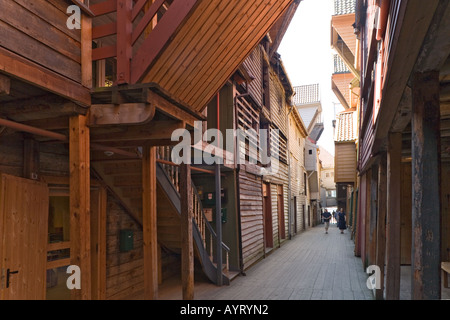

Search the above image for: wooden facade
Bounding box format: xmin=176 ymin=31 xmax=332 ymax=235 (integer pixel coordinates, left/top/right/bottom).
xmin=0 ymin=0 xmax=301 ymax=300
xmin=355 ymin=0 xmax=450 ymax=300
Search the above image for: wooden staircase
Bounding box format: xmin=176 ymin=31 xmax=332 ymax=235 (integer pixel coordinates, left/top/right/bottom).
xmin=92 ymin=147 xmax=230 ymax=285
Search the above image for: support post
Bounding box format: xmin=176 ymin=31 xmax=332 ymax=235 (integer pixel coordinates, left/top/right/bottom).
xmin=69 ymin=115 xmax=91 ymax=300
xmin=180 ymin=163 xmax=194 ymax=300
xmin=116 ymin=0 xmax=132 ymax=84
xmin=23 ymin=137 xmax=40 ymax=180
xmin=215 ymin=163 xmax=223 ymax=287
xmin=411 ymin=71 xmax=441 ymax=300
xmin=142 ymin=146 xmax=158 ymax=299
xmin=369 ymin=165 xmax=378 ymax=267
xmin=386 ymin=132 xmax=402 ymax=300
xmin=376 ymin=153 xmax=387 ymax=300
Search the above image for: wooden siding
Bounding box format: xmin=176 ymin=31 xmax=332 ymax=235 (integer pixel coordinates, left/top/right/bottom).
xmin=242 ymin=45 xmax=264 ymax=108
xmin=335 ymin=142 xmax=357 ymax=183
xmin=0 ymin=0 xmax=82 ymax=83
xmin=105 ymin=196 xmax=144 ymax=300
xmin=269 ymin=70 xmax=288 ymax=136
xmin=238 ymin=169 xmax=264 ymax=270
xmin=140 ymin=0 xmax=294 ymax=113
xmin=400 ymin=162 xmax=412 ymax=265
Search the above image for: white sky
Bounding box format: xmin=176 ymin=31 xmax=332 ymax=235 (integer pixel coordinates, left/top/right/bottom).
xmin=278 ymin=0 xmax=344 ymax=156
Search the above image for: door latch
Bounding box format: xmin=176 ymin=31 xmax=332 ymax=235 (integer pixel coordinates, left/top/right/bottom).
xmin=6 ymin=269 xmax=19 ymax=288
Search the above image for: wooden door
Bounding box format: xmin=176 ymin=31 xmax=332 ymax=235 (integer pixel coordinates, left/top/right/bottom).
xmin=0 ymin=174 xmax=49 ymax=300
xmin=293 ymin=197 xmax=297 ymax=234
xmin=277 ymin=185 xmax=285 ymax=240
xmin=262 ymin=183 xmax=273 ymax=248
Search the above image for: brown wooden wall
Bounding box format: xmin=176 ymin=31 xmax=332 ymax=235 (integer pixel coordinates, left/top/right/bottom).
xmin=105 ymin=197 xmax=144 ymax=300
xmin=242 ymin=45 xmax=264 ymax=108
xmin=335 ymin=142 xmax=357 ymax=183
xmin=238 ymin=168 xmax=264 ymax=270
xmin=0 ymin=0 xmax=82 ymax=84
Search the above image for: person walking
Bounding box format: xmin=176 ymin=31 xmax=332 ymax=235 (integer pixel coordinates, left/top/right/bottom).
xmin=321 ymin=209 xmax=332 ymax=234
xmin=338 ymin=208 xmax=347 ymax=234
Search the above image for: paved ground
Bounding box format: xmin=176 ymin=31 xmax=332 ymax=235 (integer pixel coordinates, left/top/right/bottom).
xmin=157 ymin=223 xmax=450 ymax=300
xmin=192 ymin=223 xmax=374 ymax=300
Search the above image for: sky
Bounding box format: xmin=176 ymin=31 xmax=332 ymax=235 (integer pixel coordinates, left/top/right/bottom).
xmin=278 ymin=0 xmax=344 ymax=156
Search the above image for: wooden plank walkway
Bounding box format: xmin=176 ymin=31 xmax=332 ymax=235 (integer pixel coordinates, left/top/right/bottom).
xmin=158 ymin=223 xmax=375 ymax=300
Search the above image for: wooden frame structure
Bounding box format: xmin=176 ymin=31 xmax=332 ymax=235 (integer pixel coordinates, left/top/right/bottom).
xmin=355 ymin=0 xmax=450 ymax=300
xmin=0 ymin=0 xmax=299 ymax=300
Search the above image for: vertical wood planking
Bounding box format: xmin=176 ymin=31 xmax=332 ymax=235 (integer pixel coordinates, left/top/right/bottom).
xmin=411 ymin=71 xmax=441 ymax=300
xmin=376 ymin=154 xmax=387 ymax=300
xmin=69 ymin=114 xmax=91 ymax=300
xmin=91 ymin=186 xmax=107 ymax=300
xmin=142 ymin=146 xmax=158 ymax=299
xmin=386 ymin=132 xmax=402 ymax=300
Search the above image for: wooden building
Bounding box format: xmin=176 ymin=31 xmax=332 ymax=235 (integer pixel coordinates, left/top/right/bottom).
xmin=289 ymin=102 xmax=309 ymax=235
xmin=354 ymin=0 xmax=450 ymax=300
xmin=203 ymin=7 xmax=305 ymax=271
xmin=331 ymin=0 xmax=360 ymax=223
xmin=0 ymin=0 xmax=298 ymax=300
xmin=294 ymin=84 xmax=324 ymax=226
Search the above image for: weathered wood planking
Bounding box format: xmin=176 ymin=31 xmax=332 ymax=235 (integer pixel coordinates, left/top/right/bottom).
xmin=335 ymin=143 xmax=357 ymax=183
xmin=0 ymin=0 xmax=81 ymax=83
xmin=238 ymin=169 xmax=264 ymax=270
xmin=242 ymin=45 xmax=265 ymax=108
xmin=105 ymin=196 xmax=144 ymax=300
xmin=140 ymin=0 xmax=294 ymax=112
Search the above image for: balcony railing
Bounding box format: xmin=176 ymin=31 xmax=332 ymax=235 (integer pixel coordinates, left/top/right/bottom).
xmin=334 ymin=0 xmax=356 ymax=15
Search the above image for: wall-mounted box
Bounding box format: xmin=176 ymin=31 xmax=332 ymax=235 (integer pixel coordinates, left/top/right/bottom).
xmin=119 ymin=229 xmax=134 ymax=252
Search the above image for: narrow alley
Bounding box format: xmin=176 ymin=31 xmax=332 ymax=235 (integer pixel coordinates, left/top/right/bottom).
xmin=158 ymin=224 xmax=374 ymax=300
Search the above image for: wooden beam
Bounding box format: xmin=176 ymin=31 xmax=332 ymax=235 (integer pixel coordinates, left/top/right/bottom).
xmin=23 ymin=137 xmax=40 ymax=180
xmin=89 ymin=103 xmax=155 ymax=127
xmin=180 ymin=163 xmax=194 ymax=300
xmin=146 ymin=89 xmax=199 ymax=127
xmin=376 ymin=153 xmax=387 ymax=300
xmin=0 ymin=73 xmax=11 ymax=95
xmin=0 ymin=95 xmax=87 ymax=122
xmin=142 ymin=146 xmax=158 ymax=299
xmin=0 ymin=47 xmax=91 ymax=107
xmin=90 ymin=120 xmax=185 ymax=143
xmin=69 ymin=114 xmax=91 ymax=300
xmin=414 ymin=0 xmax=450 ymax=73
xmin=411 ymin=71 xmax=441 ymax=300
xmin=81 ymin=9 xmax=92 ymax=89
xmin=385 ymin=132 xmax=402 ymax=300
xmin=391 ymin=86 xmax=412 ymax=133
xmin=372 ymin=0 xmax=439 ymax=154
xmin=116 ymin=0 xmax=133 ymax=84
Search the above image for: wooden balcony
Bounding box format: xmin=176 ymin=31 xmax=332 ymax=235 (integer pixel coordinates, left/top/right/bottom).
xmin=91 ymin=0 xmax=295 ymax=113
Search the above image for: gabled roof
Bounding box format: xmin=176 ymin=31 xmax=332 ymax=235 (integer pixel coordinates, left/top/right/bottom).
xmin=335 ymin=108 xmax=357 ymax=142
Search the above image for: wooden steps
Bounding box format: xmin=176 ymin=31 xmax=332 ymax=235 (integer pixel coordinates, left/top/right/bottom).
xmin=93 ymin=158 xmax=230 ymax=285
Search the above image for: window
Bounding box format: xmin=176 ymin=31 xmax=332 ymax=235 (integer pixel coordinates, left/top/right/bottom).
xmin=309 ymin=150 xmax=313 ymax=155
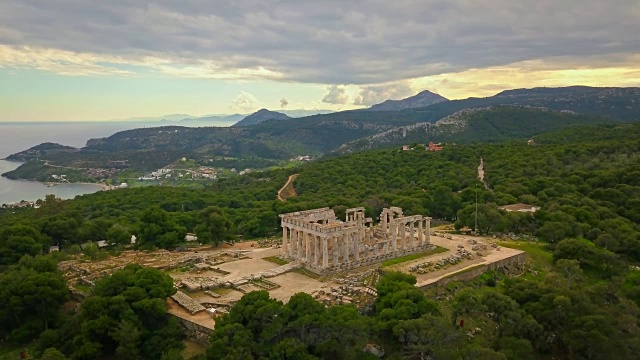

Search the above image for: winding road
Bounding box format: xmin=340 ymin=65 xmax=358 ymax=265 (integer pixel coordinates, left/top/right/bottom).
xmin=477 ymin=157 xmax=490 ymax=190
xmin=278 ymin=174 xmax=299 ymax=202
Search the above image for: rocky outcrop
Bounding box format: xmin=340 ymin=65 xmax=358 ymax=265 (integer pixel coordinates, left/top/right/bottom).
xmin=362 ymin=343 xmax=385 ymax=357
xmin=337 ymin=107 xmax=484 ymax=153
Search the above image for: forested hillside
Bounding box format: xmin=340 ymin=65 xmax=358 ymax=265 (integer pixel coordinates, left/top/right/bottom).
xmin=2 ymin=122 xmax=640 ymax=359
xmin=337 ymin=106 xmax=613 ymax=153
xmin=418 ymin=86 xmax=640 ymax=122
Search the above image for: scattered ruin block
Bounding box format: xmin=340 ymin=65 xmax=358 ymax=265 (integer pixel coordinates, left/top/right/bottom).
xmin=171 ymin=291 xmax=206 ymax=315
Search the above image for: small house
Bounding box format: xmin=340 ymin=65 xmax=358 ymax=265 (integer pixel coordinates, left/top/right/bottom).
xmin=499 ymin=203 xmax=541 ymax=213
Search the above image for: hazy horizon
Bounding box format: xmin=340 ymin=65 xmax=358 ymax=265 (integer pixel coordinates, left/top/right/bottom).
xmin=0 ymin=108 xmax=338 ymax=123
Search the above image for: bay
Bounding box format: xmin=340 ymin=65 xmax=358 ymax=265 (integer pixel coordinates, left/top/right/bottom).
xmin=0 ymin=120 xmax=237 ymax=204
xmin=0 ymin=159 xmax=104 ymax=205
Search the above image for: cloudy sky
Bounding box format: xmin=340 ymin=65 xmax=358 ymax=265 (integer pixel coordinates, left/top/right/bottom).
xmin=1 ymin=0 xmax=639 ymax=121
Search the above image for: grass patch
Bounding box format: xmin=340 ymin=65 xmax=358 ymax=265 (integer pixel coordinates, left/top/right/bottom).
xmin=182 ymin=340 xmax=207 ymax=359
xmin=497 ymin=241 xmax=553 ymax=268
xmin=74 ymin=284 xmax=91 ymax=294
xmin=293 ymin=268 xmax=322 ymax=280
xmin=382 ymin=246 xmax=448 ymax=267
xmin=263 ymin=256 xmax=289 ymax=265
xmin=211 ymin=288 xmax=232 ymax=295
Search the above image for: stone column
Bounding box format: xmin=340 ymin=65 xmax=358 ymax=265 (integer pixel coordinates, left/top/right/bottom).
xmin=314 ymin=235 xmax=320 ymax=266
xmin=306 ymin=232 xmax=312 ymax=263
xmin=353 ymin=233 xmax=360 ymax=261
xmin=322 ymin=237 xmax=329 ymax=269
xmin=282 ymin=225 xmax=288 ymax=253
xmin=418 ymin=220 xmax=424 ymax=246
xmin=425 ymin=218 xmax=431 ymax=243
xmin=343 ymin=233 xmax=349 ymax=263
xmin=333 ymin=236 xmax=340 ymax=266
xmin=409 ymin=221 xmax=415 ymax=249
xmin=390 ymin=221 xmax=398 ymax=252
xmin=400 ymin=223 xmax=406 ymax=251
xmin=290 ymin=228 xmax=296 ymax=258
xmin=381 ymin=211 xmax=387 ymax=234
xmin=297 ymin=230 xmax=303 ymax=259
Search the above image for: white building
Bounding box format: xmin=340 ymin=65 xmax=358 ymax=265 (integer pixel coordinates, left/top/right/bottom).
xmin=499 ymin=203 xmax=541 ymax=213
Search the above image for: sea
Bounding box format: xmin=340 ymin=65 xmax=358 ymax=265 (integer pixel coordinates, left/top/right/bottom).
xmin=0 ymin=120 xmax=236 ymax=205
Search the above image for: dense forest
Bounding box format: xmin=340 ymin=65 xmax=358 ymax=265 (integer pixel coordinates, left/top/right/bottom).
xmin=1 ymin=122 xmax=640 ymax=359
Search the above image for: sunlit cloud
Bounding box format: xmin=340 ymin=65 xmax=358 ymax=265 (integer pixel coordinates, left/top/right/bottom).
xmin=229 ymin=91 xmax=261 ymax=113
xmin=0 ymin=45 xmax=284 ymax=81
xmin=0 ymin=45 xmax=135 ymax=76
xmin=322 ymin=85 xmax=351 ymax=104
xmin=410 ymin=55 xmax=640 ymax=99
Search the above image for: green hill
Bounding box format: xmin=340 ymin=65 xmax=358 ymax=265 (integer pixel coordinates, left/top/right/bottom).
xmin=337 ymin=106 xmax=616 ymax=153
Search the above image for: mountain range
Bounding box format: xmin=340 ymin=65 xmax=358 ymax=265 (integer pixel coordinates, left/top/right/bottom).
xmin=114 ymin=109 xmax=335 ymax=124
xmin=5 ymin=86 xmax=640 ymax=175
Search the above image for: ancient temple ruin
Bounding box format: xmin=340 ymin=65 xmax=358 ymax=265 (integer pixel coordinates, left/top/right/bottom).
xmin=280 ymin=207 xmax=431 ymax=273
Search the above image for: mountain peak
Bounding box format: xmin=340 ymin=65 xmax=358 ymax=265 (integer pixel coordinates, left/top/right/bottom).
xmin=368 ymin=89 xmax=449 ymax=111
xmin=232 ymin=109 xmax=291 ymax=127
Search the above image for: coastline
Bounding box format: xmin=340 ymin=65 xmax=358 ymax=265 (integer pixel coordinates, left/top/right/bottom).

> _How to complete this task_: Find the word "balcony" in the listing above, then copy each line where it turns up.

> _Response below_:
Search the above image for: balcony railing
Search the above image for: wooden balcony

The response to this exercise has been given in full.